[[ Page text open ]]

Josh Ekroy: Ways To Build a Roadblock

I remember during the time of first Gulf War a short radio piece in which the correspondent reported a conversation with someone from a country more use to wars than our own, or our own was at that time. The phrase that stuck with me was how will you live now your country is at war and the correspondent’s inability to respond. While he took the possibility of war seriously it had not occurred to him that it would change the way he lived. And in many was it has not, but our political discourse has changed, become weaponised or militarised. In his book Ways To Build a Roadblock from Nine Arches Press Josh Ekroy navigates the language of war, and the language used by those who find themselves, one way or another, at war, in short, the language required to build a roadblock.

I have known Josh Ekroy’s poetry for over ten years, at its heart is a trust in metaphor and the reader, an interest in juxtaposition and rhetoric, and a strong sense of justice. He is a very dry poet who gives the reader time to catch on to what he is up to, and expects them to place a poem in a larger context. Along the way there is some gleeful vengeance, cool images, an interest in found phrases, percussive language, empathy and an eye for the absurd.

The book is divided into three numbered sections. The first, from which the title poem is taken, deals directly with the politics and experience of our recent and continuing  wars. The second is more personal dealing with family and JE’s literary interests while keeping contact with the political including my personal favourite Kafka’s Recipe for Boiled Cabbage.  The third section returns to the political, reminding us that we have been here before, and putting our shared experience and the poet’s own response into context.

The opening poems of the first section sets the register for the collection.  In the poem Ways To Build a Roadblock JE engages with the formal language of instruction, but introduces a surprising detail in the middle of the poem. If what the poem’s certain voice says is true or not we cannot tell. It pulls a reader up short and makes them think, and brings the idea of having to build a roadblock home. It also includes the evocative phrase Passing the code word back and forth like a grenade.  The first poem of this first section From the golfcart shows JE’s interest in juxtaposition.  A description of the gruesome mating habits of the Empid fly and a gleeful account of the meeting of George Bush and Tony Blaire in 2003.  The two scenes set side by side without comment for the reader to make their own comparison.  The section ends with Pause a description of a soldier finding silence in the midst of the noise battle, the poem creating a real sense of silence and pause as it does so.

The second section moves into the more expected territory of contemporary poetry with Woodpecker recreating the strangeness of a boy being introduced to alcohol, though JE finds his own way into this subject matter with Goldfinches where the birds form a mysterious centre of family ritual and business; and in Gothic Aunt Revival a funny and nostalgic take on family.  It also includes the wonderful Kafka’s Recipe for Boiled Cabbage which has a truly absurd logic which is absurd and nevertheless still logical.  I find it a joy to read.  I can see what is coming and it is a further joy to read it as it comes. Lord Hutton Reports comes close, with the Peer giving his definitive account of the plight of Humpty Dumpty.

[[ Page text closed ]]
[[ Provided data open ]]

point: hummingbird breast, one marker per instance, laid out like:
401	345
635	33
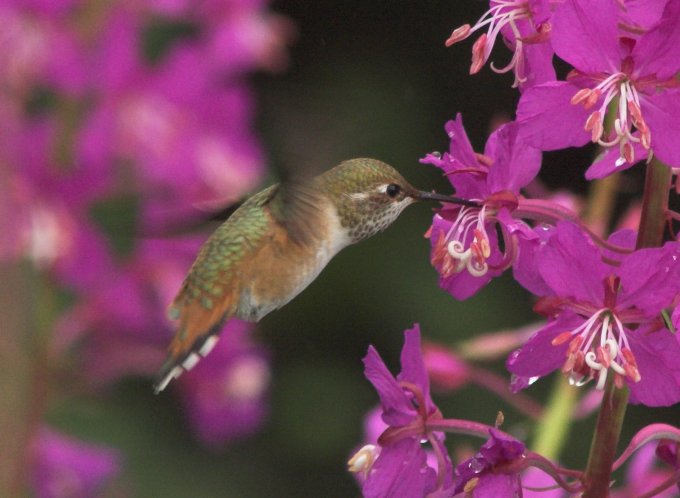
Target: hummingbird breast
282	267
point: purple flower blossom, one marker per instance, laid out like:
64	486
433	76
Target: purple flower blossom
494	470
63	467
401	468
465	249
643	475
605	318
225	396
525	29
611	67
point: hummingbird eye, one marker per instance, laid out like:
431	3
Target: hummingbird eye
393	190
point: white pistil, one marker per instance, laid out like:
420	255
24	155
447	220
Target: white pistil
362	461
629	115
611	351
474	257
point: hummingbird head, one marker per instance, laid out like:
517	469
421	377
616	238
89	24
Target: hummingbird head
369	195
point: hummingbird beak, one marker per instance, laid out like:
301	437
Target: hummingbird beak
433	196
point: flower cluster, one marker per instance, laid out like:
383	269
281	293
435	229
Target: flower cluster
137	112
603	297
610	302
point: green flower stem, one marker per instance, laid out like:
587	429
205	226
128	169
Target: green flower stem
16	377
654	205
598	472
27	310
613	409
553	428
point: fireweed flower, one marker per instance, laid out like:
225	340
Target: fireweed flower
400	469
65	467
611	68
643	474
525	28
225	397
605	320
494	470
465	249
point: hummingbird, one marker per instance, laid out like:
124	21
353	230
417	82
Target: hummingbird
275	244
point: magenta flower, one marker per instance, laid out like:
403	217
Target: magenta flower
401	469
465	249
611	67
643	475
225	395
605	318
494	470
525	29
63	467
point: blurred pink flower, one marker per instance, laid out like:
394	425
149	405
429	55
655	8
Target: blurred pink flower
63	467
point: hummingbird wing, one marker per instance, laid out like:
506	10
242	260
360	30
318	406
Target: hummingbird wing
219	283
211	290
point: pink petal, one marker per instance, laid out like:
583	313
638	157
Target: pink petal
397	409
657	356
658	51
570	265
538	357
661	113
515	163
548	119
585	34
605	164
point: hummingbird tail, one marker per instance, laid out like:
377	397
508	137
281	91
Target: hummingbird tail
194	339
174	367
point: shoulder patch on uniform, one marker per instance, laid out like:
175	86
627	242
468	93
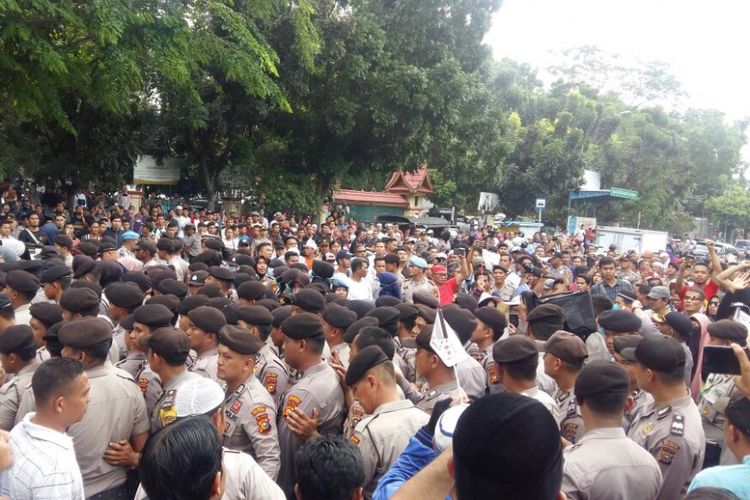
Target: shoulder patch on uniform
668	450
663	412
678	425
292	402
262	419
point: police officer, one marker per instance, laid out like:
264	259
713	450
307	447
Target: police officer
441	380
269	369
625	356
43	316
382	436
168	349
146	319
203	330
19	361
250	410
669	428
115	427
605	463
491	324
317	392
563	358
716	393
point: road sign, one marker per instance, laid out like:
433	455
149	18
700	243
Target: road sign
627	194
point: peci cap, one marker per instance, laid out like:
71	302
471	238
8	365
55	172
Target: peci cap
619	321
662	354
514	349
600	377
82	333
568	347
239	340
302	326
366	359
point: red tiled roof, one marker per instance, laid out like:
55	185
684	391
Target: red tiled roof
370	197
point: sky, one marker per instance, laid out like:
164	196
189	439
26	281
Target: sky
705	43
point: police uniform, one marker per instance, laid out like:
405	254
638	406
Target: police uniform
116	411
382	437
604	463
317	388
671	432
249	409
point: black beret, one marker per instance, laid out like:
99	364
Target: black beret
170	301
568	347
153	315
252	290
407	312
661	354
47	313
190	303
309	300
361	307
426	298
239	340
491	317
548	313
385	315
355	327
208	319
387	300
139	278
513	349
467	301
17	338
619	321
126	295
173	286
600	377
729	330
55	272
78	300
338	316
270	304
280	314
255	315
367	358
221	273
680	323
198	278
462	321
302	326
625	345
322	269
86	332
22	281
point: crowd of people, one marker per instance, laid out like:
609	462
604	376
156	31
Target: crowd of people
171	353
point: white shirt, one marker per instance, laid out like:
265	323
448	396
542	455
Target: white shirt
44	465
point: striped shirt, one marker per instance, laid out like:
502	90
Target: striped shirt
44	465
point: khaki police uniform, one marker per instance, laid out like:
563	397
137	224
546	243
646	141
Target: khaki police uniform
164	412
272	373
11	394
673	434
714	398
571	420
605	463
251	425
205	364
317	388
382	438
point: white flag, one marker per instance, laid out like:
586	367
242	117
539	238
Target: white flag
445	342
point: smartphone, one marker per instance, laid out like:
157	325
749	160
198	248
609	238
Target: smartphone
720	359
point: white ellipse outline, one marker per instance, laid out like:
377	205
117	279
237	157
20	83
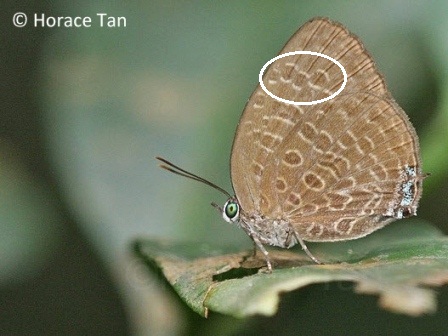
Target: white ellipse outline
304	52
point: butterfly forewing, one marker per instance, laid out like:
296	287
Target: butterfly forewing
324	167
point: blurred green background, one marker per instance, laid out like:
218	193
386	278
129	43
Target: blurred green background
85	110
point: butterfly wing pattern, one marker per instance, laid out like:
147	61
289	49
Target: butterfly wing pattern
332	171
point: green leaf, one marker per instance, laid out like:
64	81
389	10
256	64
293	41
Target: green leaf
398	263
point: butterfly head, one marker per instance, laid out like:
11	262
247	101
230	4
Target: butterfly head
231	210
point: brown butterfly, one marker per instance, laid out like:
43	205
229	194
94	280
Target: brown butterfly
332	171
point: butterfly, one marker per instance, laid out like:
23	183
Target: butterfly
327	172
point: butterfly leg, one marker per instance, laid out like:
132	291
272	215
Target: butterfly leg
305	248
260	246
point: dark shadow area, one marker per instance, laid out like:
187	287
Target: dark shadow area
74	294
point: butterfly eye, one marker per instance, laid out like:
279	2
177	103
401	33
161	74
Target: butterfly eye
231	211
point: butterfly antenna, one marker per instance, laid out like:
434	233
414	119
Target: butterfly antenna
171	167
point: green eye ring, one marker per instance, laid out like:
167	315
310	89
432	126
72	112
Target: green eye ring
231	211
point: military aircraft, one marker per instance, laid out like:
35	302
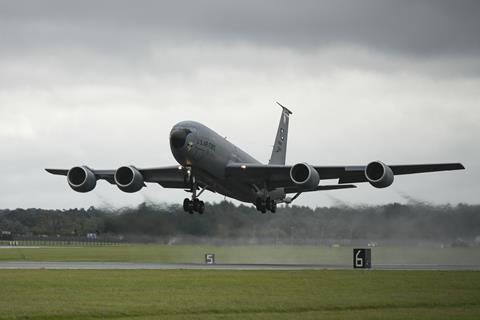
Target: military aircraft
208	161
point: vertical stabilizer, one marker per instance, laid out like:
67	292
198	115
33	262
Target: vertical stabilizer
280	145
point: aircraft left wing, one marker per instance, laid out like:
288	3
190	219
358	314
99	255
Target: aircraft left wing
277	176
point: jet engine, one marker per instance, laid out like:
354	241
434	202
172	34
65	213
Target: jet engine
379	174
129	179
81	179
305	176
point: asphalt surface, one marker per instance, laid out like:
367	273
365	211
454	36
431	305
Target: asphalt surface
193	266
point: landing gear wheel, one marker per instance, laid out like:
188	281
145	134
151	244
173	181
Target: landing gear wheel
273	206
186	204
196	204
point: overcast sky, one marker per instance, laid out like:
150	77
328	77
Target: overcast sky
102	82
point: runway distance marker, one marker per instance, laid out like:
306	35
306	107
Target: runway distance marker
362	258
209	258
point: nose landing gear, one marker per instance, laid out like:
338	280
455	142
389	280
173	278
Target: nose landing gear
194	205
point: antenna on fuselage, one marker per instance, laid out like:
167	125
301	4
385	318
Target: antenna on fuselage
279	151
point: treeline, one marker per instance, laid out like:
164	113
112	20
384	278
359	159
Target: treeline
226	220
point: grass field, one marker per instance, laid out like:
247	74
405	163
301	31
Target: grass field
240	254
214	294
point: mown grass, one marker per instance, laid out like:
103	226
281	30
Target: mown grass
241	254
219	294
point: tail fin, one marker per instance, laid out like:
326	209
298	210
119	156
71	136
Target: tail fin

[[ Provided data closed ]]

> Tasks to complete
a) In the Ways To Build a Roadblock review, how long has the reviewer known Josh Ekroy's poetry?
b) Turn the paragraph of the Ways To Build a Roadblock review beginning "The book is divided into three numbered sections" into a short bulleted list, one item per section.
c) Carry the Ways To Build a Roadblock review forward from its final sentence.
The data above has nothing to do with the Ways To Build a Roadblock review.

> Responses for each task
a) For over ten years.

b)
- First section: contains the title poem and deals directly with the politics and experience of our recent and continuing wars.
- Second section: more personal, dealing with family and Ekroy's literary interests while keeping contact with the political. It includes the reviewer's favorite, "Kafka's Recipe for Boiled Cabbage."
- Third section: returns to the political, reminding us that we have been here before and putting shared experience and the poet's own response into context.

c)
In the third section JE’s poetic interests really come to the surface.  The subject matter is mainly political bringing material from ancient Greece, the Raj, and Cavafy.  In Tourist Bus Halt an exotic tourist scene becomes a stage set, in the context of the book this poem seems to me to cast doubt on the possibility of ever understanding another culture, and on our motives for doing so.  The poem Medical Advances describes some new medical knowledge that has been gained as a result of using torture, and brings to mind the spurious science of the concentration camps without ever saying so. This section includes Some Useful Phrases another of my favourites, the poem is a short collage made up from phrases taken from a Short Walk In the Hindu Kush, each phrase suggesting the following phrase, resulting in a map of the consciousness of a westerner in Afghanistan.  The section ends with Leader in which JE occupies his enemy’s language, writing an invective against peace, peace being a room in which it is safe to eat muffins.

In many of his poems JE builds tottering monuments.  His intention is defiantly satirical, delivered in regular stanzas or controlled verse paragraphs.  There is a strong interest in the thump, lope and rumble of language; luminous images as in SAMS a dusty river bed grins back;  juxtaposition not only with metaphor and images but of language where uncomfortable words like excremental, toxin,  and penis are used.

I think this collection is a unique and surprising cocktail, where even the acknowledgements gave me a surprise.  There is only one true epigraph in collection, but from the acknowledgements we learn that many of the poems include found elements.  The only surprise perhaps being that we think anything has changed at all.